TRECHO CITADO -
Ciência

Cientistas que querem isolar idosos contra covid ganham apoio e críticas

Epidemiologistas argumentam que quarentena para conter o avanço do coronavírus pode estar causando mais mal do que bem

Idosa recebe abraço através de cortina plástica de proteção contra o coronavírus (AFP/AFP)

Idosa recebe abraço através de cortina plástica de proteção contra o coronavírus (AFP/AFP)

BG

Bibiana Guaraldi

Publicado em 5 de novembro de 2020 às 20h29.

Última atualização em 5 de novembro de 2020 às 21h17.

No último mês, o grupo internacional de cientistas que aposta na combinação de “proteção forçada” com “imunidade de rebanho” como estratégia de combate à pandemia do coronavírus ganhou um número expressivo de novos adeptos.

Desde o início de outubro, quando foi divulgada a carta pública defendendo o isolamento apenas de idosos e pessoas vulneráveis à covid-19, o número de assinaturas passou de 3.000 para mais de 11.000 pesquisadores, de 4.000 para 33.000 médicos e de 65.000 para 617.000 pessoas.

Elaborado pelos epidemiologistas e professores Sunetra Gupta, da Universidade de Oxford, Jay Bhattacharya, da Universidade Stanford, e Martin Kulldorff, da Universidade Harvard, o documento ganhou o nome de The Great Barrington Declaration. Nele, os professores argumentam que as quarentenas adotadas ao redor do mundo para conter o avanço do coronavírus podem estar causando mais mal do que bem.

Entre os efeitos negativos do modelo atual de quarentena, estariam queda nas taxas de vacinação infantil, piora nos desfechos de doenças cardiovasculares, queda em exames de câncer e deterioração da saúde mental da população.

Mas o grupo não atraiu apenas apoiadores. O doutor em microbiologia e divulgador científico, Atila Iamarino, descreveu o grupo como “especialistas com uma opinião sob medida” em artigo publicado no jornal Folha de S.Paulo.

DADOS FORNECIDOS -
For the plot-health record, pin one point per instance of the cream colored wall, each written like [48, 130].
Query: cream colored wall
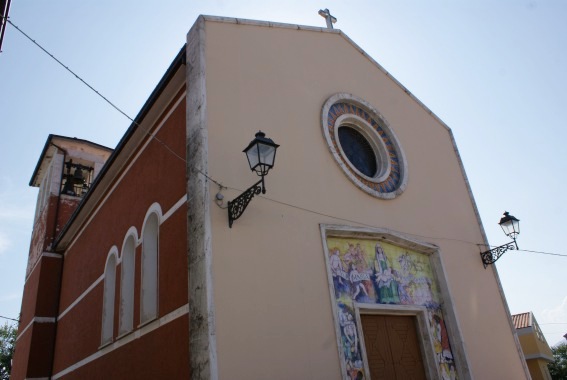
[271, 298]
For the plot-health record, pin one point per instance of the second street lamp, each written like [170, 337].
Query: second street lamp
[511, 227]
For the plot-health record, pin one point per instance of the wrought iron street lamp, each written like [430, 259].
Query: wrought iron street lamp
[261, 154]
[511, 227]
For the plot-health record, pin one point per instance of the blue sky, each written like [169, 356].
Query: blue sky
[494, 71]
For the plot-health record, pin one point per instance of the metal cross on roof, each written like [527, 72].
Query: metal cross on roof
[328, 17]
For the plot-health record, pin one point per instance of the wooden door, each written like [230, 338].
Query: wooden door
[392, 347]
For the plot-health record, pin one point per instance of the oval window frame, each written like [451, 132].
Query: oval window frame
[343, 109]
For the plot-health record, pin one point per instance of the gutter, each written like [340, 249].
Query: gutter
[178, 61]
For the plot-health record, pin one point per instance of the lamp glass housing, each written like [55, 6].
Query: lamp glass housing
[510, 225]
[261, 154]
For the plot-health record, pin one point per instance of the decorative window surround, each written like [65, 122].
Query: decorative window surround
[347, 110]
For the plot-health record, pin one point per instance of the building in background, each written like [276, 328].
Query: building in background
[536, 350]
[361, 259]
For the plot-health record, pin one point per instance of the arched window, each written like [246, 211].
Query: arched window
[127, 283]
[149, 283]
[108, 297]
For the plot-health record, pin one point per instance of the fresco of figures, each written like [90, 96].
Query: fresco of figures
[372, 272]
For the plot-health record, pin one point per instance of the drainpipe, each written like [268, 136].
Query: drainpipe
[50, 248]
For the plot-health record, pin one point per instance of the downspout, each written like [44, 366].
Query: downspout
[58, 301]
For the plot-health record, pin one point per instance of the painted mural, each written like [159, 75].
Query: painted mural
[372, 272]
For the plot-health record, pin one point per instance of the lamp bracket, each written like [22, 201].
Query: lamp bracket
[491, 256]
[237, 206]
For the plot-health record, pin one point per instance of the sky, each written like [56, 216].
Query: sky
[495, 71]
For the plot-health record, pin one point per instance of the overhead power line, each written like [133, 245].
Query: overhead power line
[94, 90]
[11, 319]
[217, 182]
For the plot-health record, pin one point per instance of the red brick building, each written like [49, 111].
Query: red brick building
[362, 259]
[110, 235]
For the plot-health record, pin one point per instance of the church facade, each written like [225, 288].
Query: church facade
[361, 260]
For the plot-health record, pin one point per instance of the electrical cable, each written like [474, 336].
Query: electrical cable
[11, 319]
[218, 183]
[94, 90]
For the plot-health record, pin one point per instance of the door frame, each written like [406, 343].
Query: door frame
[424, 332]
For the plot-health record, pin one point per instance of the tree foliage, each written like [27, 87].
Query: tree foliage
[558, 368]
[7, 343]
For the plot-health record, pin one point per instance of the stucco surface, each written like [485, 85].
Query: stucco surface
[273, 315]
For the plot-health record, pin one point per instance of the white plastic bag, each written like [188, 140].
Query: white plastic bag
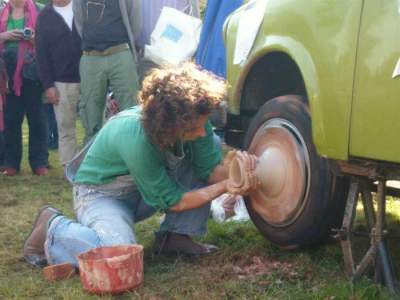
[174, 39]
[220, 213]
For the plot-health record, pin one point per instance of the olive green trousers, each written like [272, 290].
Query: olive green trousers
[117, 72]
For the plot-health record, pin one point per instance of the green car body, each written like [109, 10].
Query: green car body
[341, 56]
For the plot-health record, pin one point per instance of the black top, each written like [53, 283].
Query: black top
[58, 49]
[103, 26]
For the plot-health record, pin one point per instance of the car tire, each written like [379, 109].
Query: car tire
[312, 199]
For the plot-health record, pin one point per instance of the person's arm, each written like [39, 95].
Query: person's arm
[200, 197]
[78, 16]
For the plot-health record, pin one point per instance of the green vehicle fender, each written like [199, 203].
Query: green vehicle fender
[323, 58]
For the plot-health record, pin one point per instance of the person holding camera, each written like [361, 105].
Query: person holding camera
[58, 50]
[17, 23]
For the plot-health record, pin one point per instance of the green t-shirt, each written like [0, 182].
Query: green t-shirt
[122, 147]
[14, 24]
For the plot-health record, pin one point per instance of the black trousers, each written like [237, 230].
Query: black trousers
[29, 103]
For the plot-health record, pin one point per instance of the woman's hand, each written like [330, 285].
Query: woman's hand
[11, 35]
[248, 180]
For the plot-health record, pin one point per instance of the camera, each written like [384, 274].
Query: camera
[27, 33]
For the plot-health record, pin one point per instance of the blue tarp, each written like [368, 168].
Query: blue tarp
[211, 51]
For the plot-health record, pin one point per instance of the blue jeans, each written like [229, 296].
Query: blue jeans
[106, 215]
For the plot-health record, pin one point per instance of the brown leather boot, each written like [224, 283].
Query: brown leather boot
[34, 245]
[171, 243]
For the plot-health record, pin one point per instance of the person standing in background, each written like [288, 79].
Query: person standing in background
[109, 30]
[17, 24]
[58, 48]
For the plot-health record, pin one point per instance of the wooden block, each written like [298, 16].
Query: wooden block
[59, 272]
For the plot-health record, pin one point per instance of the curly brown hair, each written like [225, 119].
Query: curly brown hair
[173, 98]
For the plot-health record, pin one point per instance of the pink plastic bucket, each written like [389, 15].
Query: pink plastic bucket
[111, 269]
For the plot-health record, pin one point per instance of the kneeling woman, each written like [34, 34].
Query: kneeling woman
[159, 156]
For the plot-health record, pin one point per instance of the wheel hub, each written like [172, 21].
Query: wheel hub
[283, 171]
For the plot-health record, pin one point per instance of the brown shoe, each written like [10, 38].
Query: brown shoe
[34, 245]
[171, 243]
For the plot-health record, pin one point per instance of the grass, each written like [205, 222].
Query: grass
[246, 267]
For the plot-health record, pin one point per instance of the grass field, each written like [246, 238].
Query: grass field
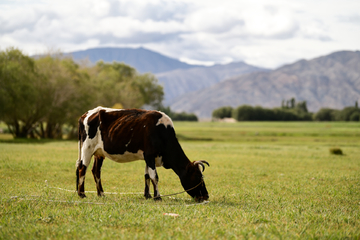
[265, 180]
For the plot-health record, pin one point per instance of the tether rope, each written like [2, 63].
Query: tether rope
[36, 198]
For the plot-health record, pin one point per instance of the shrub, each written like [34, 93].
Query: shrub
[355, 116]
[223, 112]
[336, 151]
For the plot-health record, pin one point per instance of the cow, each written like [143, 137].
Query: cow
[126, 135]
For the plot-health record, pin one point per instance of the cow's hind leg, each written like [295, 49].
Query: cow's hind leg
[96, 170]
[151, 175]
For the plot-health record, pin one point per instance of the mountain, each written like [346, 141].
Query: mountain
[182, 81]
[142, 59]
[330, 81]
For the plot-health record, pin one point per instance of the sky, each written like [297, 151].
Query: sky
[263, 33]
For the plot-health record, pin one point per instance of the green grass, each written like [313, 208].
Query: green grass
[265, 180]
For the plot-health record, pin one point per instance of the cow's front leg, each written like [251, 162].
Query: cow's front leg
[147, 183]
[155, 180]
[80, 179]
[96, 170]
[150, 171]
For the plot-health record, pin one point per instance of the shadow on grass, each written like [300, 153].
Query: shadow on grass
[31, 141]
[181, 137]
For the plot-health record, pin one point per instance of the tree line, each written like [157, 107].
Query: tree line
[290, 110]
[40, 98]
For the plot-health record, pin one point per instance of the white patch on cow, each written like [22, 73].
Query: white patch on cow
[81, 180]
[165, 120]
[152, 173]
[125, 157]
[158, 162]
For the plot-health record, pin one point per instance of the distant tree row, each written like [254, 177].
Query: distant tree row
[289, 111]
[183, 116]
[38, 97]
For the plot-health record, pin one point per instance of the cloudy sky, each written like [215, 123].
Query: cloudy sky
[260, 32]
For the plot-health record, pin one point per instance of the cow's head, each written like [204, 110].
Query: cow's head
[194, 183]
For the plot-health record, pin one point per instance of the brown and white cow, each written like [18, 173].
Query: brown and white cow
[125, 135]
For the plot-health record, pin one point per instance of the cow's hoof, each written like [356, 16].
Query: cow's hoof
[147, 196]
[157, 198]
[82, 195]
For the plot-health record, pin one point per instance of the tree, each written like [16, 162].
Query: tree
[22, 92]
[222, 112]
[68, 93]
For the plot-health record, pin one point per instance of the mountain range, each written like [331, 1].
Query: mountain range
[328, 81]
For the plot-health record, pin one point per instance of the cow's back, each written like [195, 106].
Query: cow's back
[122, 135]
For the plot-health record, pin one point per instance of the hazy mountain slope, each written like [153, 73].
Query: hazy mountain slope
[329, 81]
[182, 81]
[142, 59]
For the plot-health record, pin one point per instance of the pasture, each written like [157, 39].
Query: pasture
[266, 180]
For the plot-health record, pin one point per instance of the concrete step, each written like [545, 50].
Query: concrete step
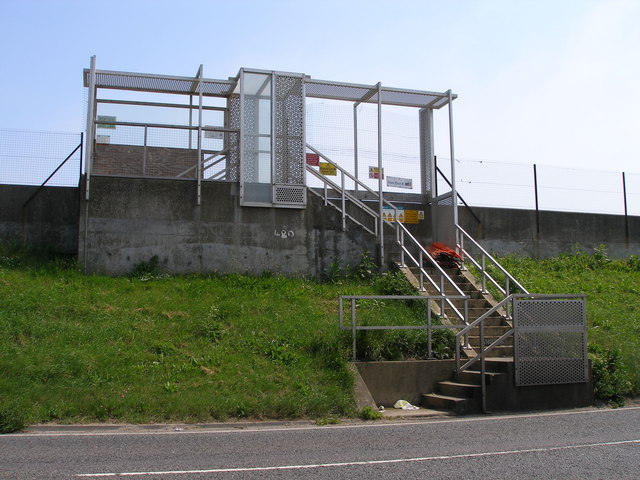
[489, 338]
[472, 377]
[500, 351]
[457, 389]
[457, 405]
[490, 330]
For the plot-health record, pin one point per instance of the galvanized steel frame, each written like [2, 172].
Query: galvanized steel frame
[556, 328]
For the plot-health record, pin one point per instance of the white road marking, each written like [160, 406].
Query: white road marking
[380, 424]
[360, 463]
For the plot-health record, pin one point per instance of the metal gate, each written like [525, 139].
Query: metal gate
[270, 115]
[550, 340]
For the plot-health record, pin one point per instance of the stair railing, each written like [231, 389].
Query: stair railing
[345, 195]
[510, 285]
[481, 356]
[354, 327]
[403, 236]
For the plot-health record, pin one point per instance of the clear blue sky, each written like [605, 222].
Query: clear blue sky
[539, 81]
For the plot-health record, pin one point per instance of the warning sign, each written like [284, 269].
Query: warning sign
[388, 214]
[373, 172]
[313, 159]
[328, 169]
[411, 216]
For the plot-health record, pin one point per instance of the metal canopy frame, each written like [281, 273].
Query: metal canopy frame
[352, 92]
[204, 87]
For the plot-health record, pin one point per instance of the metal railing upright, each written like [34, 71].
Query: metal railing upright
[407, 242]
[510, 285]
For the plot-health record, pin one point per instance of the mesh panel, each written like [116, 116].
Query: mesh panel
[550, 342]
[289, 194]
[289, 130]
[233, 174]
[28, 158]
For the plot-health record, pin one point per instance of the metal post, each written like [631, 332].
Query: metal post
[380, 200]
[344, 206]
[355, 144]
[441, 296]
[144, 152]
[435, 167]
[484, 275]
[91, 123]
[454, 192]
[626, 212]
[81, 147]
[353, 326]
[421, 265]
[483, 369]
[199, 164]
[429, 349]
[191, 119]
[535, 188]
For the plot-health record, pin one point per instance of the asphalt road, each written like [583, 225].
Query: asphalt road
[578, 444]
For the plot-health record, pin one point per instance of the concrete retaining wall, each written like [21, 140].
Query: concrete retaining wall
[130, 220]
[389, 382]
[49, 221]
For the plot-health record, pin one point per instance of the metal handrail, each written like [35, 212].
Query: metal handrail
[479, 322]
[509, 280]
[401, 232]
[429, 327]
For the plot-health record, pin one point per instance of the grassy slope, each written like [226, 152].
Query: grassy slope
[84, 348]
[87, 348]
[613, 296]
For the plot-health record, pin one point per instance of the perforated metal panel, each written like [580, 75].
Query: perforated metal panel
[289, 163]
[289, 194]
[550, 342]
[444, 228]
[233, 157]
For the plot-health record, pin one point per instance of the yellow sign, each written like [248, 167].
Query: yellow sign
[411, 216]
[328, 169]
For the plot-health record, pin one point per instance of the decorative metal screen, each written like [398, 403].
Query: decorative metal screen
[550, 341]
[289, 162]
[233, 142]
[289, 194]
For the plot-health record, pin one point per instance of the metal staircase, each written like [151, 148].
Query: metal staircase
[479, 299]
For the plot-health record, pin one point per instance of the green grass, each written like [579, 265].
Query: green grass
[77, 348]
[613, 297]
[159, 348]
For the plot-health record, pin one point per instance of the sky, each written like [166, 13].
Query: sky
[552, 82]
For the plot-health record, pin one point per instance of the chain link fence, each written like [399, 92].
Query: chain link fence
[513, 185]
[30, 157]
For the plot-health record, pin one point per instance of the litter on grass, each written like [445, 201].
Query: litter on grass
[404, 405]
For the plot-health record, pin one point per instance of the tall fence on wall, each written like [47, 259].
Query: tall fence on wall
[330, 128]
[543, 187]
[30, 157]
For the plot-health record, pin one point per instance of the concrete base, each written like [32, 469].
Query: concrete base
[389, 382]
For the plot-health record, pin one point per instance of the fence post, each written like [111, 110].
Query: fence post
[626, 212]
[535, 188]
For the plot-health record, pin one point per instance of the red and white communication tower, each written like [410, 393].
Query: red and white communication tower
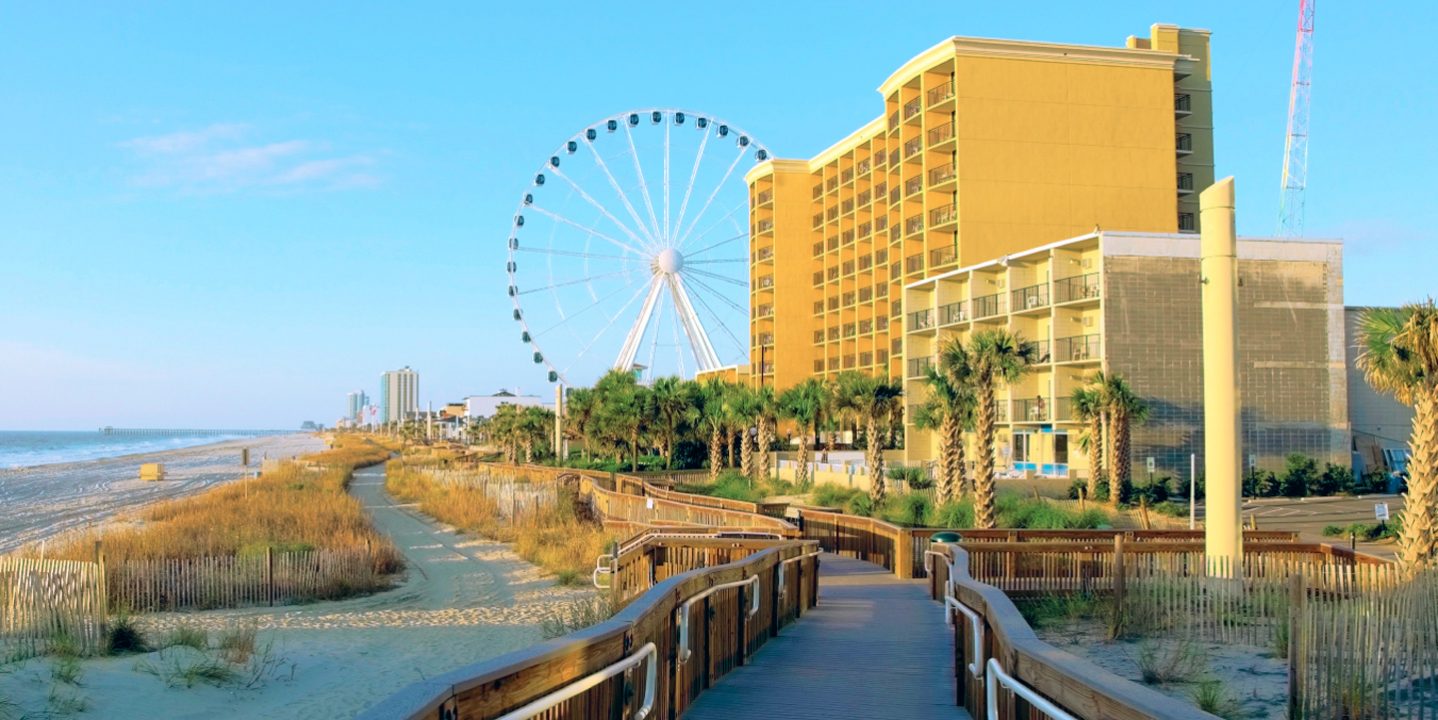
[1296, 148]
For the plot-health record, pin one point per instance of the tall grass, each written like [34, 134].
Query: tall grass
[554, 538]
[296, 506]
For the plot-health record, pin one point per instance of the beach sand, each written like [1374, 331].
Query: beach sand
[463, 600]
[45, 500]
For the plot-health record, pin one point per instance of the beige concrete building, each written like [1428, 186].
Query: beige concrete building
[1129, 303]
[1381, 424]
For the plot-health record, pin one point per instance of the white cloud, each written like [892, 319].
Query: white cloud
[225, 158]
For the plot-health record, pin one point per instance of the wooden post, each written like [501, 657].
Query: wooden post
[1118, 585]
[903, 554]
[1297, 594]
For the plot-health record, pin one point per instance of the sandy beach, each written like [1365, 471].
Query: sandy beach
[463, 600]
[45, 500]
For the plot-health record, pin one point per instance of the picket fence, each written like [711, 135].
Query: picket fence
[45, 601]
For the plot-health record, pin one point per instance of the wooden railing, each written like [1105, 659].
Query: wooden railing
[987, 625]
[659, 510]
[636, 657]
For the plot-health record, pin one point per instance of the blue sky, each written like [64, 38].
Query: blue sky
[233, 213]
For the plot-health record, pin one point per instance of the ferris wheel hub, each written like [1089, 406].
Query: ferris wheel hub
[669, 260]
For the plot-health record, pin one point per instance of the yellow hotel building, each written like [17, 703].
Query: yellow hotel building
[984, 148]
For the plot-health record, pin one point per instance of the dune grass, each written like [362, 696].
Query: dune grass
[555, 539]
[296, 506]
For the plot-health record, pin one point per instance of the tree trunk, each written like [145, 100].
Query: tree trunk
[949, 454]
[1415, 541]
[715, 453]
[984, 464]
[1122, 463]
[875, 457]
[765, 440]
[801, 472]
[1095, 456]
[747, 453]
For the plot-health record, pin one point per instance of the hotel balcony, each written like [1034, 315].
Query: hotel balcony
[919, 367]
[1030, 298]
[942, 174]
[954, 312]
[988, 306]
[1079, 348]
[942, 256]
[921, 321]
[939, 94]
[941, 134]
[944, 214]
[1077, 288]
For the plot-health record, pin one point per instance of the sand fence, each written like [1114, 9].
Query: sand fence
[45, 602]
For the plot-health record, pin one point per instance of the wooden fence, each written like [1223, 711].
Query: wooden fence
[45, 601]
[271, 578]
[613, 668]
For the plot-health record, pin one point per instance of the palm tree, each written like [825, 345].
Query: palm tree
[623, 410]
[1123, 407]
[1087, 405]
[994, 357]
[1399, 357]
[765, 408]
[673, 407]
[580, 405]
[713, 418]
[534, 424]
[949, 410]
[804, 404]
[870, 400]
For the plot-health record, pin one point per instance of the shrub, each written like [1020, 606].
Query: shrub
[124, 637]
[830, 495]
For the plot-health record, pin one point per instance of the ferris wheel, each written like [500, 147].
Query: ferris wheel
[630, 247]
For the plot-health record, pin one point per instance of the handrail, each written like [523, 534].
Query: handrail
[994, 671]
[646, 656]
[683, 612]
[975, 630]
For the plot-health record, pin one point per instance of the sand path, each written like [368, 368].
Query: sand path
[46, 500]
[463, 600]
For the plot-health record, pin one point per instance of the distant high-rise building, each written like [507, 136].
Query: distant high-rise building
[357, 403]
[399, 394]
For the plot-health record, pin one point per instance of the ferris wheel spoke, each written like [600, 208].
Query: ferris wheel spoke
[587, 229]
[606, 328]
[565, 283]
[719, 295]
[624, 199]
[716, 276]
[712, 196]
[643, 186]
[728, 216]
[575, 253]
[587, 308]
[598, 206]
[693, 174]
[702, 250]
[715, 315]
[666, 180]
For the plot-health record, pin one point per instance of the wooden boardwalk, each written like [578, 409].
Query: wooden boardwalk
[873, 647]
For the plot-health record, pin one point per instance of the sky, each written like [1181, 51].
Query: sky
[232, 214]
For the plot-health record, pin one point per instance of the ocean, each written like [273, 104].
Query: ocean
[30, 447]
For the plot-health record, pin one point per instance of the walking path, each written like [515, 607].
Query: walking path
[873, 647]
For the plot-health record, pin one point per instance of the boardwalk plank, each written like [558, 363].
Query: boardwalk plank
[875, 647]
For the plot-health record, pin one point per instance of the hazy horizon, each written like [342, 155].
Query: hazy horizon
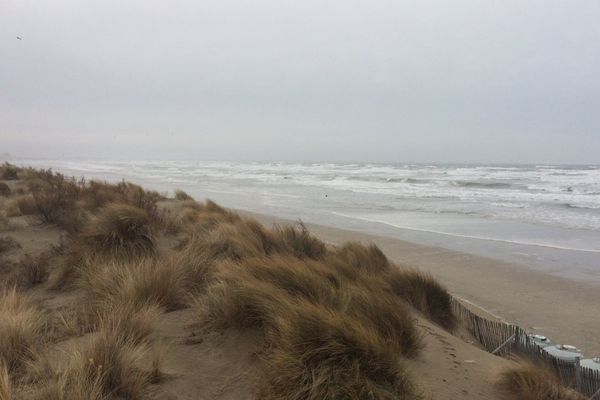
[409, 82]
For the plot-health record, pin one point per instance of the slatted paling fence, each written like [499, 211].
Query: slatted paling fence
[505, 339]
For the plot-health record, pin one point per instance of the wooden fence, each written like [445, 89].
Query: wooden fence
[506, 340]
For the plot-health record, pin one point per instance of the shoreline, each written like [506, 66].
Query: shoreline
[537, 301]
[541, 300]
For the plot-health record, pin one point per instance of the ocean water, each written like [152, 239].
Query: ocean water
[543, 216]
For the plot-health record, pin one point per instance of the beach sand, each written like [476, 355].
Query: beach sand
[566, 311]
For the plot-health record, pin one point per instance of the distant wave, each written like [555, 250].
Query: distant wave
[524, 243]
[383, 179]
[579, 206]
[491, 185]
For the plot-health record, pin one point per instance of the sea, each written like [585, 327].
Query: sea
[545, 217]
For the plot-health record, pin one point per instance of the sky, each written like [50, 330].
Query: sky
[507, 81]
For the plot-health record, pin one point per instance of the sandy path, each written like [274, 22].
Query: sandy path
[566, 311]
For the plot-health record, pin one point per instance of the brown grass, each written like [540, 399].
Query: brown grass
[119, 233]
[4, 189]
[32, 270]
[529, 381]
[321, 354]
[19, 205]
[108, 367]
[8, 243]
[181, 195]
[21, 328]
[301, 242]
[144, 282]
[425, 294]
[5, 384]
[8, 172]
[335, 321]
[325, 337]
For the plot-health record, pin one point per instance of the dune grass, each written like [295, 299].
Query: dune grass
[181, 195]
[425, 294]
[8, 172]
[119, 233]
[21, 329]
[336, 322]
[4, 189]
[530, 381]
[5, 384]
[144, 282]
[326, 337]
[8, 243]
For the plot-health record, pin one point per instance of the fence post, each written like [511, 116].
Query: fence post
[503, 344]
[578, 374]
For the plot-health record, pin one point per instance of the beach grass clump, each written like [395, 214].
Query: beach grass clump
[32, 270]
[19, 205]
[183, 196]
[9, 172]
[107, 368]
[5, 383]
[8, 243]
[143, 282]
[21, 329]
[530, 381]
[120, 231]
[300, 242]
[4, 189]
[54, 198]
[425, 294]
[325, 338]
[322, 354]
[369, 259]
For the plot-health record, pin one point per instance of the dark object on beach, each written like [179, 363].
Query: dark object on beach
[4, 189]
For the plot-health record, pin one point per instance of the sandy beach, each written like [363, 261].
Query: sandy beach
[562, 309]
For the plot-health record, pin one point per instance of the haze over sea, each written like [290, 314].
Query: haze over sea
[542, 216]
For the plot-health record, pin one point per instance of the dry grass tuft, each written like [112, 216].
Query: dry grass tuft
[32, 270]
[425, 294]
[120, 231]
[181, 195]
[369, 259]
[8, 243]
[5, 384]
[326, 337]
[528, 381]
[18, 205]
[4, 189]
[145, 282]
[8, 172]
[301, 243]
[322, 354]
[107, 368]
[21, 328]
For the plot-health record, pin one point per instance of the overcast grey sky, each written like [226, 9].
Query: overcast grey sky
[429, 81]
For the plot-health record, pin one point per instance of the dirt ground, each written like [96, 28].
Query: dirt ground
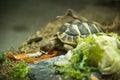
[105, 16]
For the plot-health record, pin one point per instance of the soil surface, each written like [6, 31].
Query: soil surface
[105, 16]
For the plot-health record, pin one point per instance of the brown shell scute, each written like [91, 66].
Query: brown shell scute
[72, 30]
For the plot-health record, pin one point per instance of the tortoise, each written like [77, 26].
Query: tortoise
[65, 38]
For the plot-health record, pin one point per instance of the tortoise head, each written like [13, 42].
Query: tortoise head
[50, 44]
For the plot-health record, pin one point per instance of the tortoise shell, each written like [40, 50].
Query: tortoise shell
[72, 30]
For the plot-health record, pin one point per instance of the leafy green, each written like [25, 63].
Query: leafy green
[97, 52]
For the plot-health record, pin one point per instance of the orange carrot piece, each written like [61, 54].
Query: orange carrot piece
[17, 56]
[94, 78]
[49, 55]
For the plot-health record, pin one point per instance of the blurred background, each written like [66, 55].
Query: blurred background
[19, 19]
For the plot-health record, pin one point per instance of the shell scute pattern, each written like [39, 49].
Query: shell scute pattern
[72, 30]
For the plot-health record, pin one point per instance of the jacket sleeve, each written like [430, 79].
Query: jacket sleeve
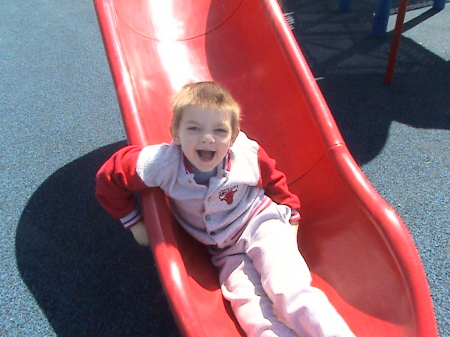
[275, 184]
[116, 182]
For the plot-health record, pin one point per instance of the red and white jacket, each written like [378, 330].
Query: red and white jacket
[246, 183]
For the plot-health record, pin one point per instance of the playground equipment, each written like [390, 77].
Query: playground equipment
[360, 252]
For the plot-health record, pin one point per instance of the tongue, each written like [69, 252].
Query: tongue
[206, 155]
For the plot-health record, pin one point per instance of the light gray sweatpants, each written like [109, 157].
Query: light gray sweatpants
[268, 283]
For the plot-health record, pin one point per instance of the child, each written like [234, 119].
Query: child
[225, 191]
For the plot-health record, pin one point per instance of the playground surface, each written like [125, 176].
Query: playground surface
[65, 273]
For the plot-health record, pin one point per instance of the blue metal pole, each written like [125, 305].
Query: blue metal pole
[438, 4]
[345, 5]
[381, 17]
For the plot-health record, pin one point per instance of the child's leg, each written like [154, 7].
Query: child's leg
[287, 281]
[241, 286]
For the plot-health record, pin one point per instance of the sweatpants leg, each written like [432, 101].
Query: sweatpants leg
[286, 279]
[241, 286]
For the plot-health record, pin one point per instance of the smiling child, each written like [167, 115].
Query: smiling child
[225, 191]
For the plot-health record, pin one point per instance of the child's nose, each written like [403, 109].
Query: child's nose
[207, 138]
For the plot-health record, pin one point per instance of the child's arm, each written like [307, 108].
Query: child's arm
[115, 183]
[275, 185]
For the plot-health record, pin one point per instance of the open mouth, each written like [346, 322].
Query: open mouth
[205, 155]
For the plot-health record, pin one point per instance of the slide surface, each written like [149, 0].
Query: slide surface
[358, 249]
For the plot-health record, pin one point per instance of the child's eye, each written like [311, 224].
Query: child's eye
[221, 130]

TAREFA A REALIZAR -
Extraia da reportagem sobre o isolamento de idosos contra a covid tudo desde "Bibiana Guaraldi" até "para 617.000 pessoas.", sem alterar nada.

SOLUÇÃO DO PROBLEMA -
Bibiana Guaraldi

Publicado em 5 de novembro de 2020 às 20h29.

Última atualização em 5 de novembro de 2020 às 21h17.

No último mês, o grupo internacional de cientistas que aposta na combinação de “proteção forçada” com “imunidade de rebanho” como estratégia de combate à pandemia do coronavírus ganhou um número expressivo de novos adeptos.

Desde o início de outubro, quando foi divulgada a carta pública defendendo o isolamento apenas de idosos e pessoas vulneráveis à covid-19, o número de assinaturas passou de 3.000 para mais de 11.000 pesquisadores, de 4.000 para 33.000 médicos e de 65.000 para 617.000 pessoas.